DOCUMENT EXTRACT —
#####

That would move Decker a step closer to starting at left tackle to protect Stafford much better than Robinson has so far.
Defensive tackle Khyri Thornton is eligible to return from his six-game suspension for violating the NFL's substance-abuse policy. Thornton would be a welcome addition because defensive tackle Haloti Ngata is out for the season with an elbow injury.
At Tuesday's practice, standout punter Sam Martin was kicking for the first time this season after being removed from the reserve/non-football injury list with an ankle injury.
So, what does Detroit want to accomplish during its bye week?
''Get healthy, that's the No. 1 thing,'' Lions coach Jim Caldwell said. ''That's going to be the primary focus, but then obviously there's some little things that we can work on. And, we got a lot of those.''
The Lions are averaging just 84 yards rushing, putting them ahead of just three teams in the league. Defenses don't have to respect Detroit's running game, allowing them to attack a shaky line to get to Stafford.
And when the Saints didn't sack Stafford, they were getting hands on a lot of throws near the line and they were credited with 16 passes defended.
''I've never really seen anything like that,'' guard Graham Glasgow said. ''But if we can fix it, we're going to work on it.''
Stafford, though, was largely to blame for the most recent loss because he threw three interceptions - after going four games without a pick - and lost two fumbles against the Saints.

#####

STORED RECORDS —
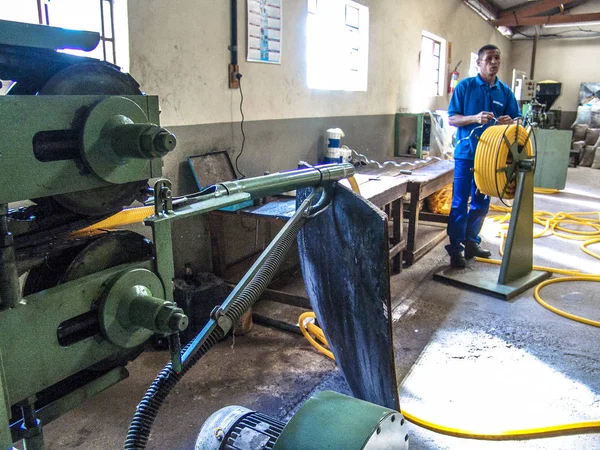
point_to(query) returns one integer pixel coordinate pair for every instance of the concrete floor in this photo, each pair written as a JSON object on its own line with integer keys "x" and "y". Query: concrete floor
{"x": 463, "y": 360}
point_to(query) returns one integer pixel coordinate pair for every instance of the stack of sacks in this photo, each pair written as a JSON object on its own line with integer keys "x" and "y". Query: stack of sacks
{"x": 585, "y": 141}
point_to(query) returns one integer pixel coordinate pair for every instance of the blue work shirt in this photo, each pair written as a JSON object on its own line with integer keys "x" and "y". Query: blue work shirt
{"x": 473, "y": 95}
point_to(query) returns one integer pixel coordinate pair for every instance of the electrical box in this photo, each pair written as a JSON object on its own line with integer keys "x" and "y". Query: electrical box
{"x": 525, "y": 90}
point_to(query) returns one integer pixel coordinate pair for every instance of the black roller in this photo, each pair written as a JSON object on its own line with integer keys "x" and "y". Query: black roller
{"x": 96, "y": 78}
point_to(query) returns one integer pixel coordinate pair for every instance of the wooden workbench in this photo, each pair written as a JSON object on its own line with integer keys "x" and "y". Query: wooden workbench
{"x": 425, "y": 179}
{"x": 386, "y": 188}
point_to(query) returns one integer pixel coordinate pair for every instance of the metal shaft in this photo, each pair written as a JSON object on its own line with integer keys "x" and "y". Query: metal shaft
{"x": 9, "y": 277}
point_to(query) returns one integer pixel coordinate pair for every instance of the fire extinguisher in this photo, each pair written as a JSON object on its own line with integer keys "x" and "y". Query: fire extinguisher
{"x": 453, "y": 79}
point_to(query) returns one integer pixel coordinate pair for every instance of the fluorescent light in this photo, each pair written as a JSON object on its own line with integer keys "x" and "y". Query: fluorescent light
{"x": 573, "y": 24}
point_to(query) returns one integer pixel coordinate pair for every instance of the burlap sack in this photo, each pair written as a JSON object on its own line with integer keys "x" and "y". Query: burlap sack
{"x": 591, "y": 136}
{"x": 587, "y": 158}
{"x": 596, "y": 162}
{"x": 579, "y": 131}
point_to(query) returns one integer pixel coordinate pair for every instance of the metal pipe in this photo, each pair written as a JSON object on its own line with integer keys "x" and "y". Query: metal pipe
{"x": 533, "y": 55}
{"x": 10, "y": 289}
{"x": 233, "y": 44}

#####

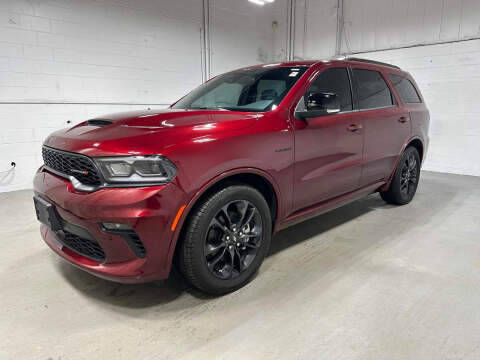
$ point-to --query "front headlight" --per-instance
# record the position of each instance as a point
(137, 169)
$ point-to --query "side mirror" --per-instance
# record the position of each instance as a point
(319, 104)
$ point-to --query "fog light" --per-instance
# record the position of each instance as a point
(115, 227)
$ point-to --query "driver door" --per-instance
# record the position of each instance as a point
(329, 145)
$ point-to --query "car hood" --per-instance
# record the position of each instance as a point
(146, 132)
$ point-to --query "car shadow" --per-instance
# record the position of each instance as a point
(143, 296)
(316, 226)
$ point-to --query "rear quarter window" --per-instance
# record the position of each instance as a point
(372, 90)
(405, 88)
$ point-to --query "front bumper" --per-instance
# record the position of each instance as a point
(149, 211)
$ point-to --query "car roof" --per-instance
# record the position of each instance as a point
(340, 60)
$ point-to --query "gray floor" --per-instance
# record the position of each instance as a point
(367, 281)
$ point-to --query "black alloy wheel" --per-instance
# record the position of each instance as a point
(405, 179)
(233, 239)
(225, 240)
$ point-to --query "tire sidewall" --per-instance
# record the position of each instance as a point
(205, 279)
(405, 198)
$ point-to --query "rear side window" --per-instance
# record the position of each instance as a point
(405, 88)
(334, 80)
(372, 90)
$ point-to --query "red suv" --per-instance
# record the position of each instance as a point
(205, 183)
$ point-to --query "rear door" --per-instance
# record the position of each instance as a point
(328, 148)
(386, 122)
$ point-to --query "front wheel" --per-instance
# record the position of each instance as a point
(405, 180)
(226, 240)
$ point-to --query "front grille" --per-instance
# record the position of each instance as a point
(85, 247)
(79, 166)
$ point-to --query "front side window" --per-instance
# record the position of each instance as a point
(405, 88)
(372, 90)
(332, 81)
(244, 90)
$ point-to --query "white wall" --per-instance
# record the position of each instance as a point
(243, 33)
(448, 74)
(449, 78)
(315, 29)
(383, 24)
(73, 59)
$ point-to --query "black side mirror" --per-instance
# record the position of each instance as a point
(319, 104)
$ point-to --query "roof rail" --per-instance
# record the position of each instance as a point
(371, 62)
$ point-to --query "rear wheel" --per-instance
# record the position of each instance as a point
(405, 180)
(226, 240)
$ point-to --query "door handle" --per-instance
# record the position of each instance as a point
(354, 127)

#####

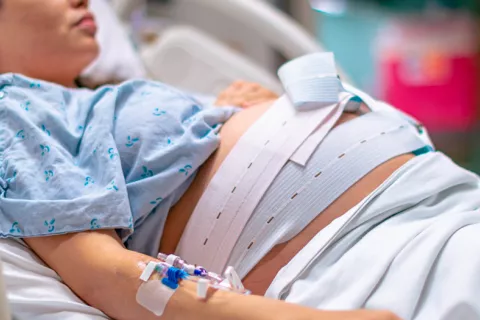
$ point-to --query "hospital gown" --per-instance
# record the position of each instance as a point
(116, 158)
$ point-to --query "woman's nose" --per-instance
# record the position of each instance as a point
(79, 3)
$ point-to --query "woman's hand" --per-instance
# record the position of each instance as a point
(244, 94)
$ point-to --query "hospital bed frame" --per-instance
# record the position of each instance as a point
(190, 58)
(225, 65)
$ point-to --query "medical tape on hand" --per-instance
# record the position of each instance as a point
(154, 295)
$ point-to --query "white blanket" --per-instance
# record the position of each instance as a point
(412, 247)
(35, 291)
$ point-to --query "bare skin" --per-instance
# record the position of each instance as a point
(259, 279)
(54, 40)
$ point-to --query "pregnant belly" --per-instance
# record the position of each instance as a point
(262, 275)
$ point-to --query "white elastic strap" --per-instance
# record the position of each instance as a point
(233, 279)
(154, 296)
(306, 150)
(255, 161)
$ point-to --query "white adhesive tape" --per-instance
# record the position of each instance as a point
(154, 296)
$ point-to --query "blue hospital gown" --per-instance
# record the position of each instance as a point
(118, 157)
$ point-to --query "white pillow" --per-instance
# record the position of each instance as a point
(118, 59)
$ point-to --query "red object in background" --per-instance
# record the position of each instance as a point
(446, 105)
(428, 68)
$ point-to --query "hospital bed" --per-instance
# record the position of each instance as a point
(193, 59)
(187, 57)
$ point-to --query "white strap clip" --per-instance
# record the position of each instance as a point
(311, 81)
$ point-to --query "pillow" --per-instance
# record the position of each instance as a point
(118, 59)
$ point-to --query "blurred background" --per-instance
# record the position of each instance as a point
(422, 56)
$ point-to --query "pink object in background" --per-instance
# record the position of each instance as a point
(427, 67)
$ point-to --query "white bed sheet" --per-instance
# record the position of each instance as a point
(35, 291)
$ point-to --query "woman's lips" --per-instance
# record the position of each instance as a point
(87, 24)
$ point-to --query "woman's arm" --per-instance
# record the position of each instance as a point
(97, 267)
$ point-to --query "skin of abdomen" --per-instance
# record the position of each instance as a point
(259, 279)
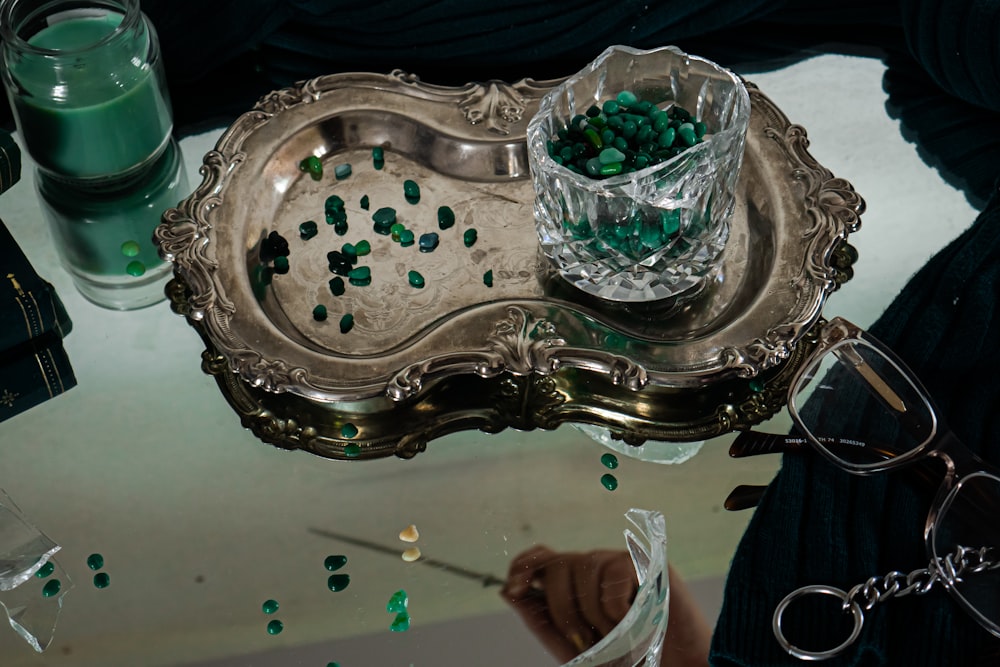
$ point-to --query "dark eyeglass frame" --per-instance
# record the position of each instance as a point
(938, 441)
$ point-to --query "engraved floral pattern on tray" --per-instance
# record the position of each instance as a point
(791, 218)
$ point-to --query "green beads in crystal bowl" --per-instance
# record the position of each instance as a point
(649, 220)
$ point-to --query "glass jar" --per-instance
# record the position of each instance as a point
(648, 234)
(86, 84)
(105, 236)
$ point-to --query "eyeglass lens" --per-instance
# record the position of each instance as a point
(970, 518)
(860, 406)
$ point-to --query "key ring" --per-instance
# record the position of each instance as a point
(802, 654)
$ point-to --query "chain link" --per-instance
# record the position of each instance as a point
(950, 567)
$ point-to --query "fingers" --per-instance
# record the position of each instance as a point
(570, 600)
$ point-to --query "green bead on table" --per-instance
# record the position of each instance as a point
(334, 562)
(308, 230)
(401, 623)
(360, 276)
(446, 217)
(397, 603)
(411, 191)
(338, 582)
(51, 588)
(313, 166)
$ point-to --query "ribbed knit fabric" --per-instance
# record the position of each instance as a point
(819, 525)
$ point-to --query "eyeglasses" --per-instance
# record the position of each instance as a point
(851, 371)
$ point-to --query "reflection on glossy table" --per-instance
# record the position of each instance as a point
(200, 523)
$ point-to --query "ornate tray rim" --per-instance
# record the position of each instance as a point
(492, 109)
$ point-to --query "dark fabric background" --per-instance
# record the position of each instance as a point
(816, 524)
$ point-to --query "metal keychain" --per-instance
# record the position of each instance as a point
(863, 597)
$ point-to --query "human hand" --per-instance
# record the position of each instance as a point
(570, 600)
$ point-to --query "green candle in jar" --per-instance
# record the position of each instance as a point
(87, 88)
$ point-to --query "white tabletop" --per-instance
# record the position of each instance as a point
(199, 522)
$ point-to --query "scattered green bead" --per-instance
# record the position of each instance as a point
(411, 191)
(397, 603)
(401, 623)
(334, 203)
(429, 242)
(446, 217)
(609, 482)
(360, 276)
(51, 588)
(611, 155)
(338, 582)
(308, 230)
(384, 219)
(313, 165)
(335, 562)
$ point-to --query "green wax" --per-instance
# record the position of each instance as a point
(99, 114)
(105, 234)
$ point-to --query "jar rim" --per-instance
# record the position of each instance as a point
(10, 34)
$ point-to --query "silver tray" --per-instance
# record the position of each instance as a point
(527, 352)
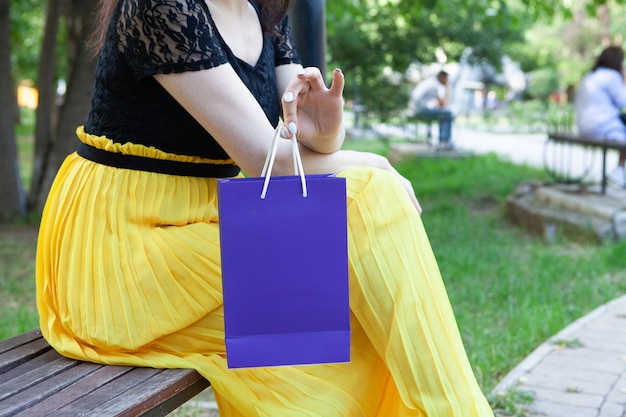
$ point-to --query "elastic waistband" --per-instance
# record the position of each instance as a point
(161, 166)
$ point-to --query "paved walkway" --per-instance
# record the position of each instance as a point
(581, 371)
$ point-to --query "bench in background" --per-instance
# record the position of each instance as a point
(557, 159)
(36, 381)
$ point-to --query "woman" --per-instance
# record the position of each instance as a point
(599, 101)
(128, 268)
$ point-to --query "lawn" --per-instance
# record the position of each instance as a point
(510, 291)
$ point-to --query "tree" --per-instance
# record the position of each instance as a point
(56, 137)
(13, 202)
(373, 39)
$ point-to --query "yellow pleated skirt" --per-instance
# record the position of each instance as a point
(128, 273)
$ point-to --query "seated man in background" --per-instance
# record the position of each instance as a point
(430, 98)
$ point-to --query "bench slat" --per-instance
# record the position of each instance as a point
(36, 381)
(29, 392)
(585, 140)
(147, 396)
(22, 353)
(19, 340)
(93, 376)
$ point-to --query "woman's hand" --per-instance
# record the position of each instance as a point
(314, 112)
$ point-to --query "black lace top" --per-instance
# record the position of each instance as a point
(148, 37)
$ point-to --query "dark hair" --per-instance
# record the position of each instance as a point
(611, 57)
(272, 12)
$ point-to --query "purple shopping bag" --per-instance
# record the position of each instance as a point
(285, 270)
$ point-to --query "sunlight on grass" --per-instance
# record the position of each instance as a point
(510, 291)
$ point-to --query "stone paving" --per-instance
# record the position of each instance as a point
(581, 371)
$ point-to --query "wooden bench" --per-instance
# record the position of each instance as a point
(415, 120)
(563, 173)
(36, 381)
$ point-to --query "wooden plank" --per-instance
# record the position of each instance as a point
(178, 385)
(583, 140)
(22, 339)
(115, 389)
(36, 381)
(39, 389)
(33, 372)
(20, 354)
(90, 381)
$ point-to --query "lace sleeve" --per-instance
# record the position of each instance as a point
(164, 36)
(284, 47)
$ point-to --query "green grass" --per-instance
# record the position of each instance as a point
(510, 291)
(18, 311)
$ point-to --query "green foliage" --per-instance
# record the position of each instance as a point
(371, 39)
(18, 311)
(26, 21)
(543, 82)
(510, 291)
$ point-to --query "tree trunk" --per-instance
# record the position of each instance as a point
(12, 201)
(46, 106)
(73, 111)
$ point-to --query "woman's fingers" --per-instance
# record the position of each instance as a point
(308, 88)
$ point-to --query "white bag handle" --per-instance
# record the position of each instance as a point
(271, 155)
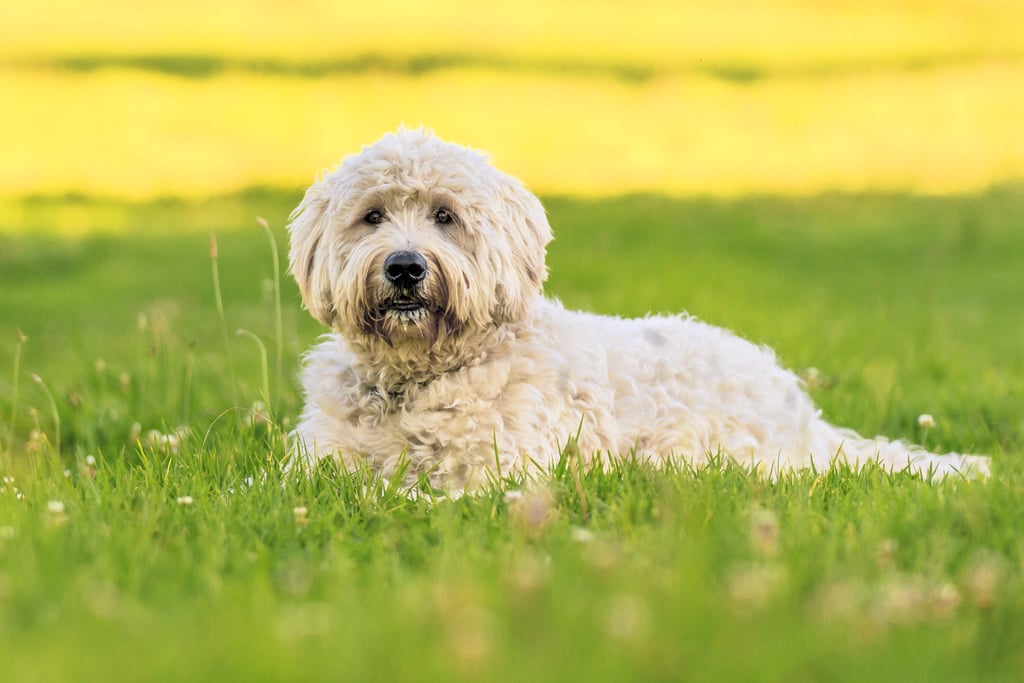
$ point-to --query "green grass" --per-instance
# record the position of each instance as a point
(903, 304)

#####

GOAL — From the Detroit Lions report, rewrite the passage starting at "Defensive tackle Khyri" and ending at "its bye week?", substituting "off week" for "bye week".

ANSWER TO THE TASK —
Defensive tackle Khyri Thornton is eligible to return from his six-game suspension for violating the NFL's substance-abuse policy. Thornton would be a welcome addition because defensive tackle Haloti Ngata is out for the season with an elbow injury.
At Tuesday's practice, standout punter Sam Martin was kicking for the first time this season after being removed from the reserve/non-football injury list with an ankle injury.
So, what does Detroit want to accomplish during its off week?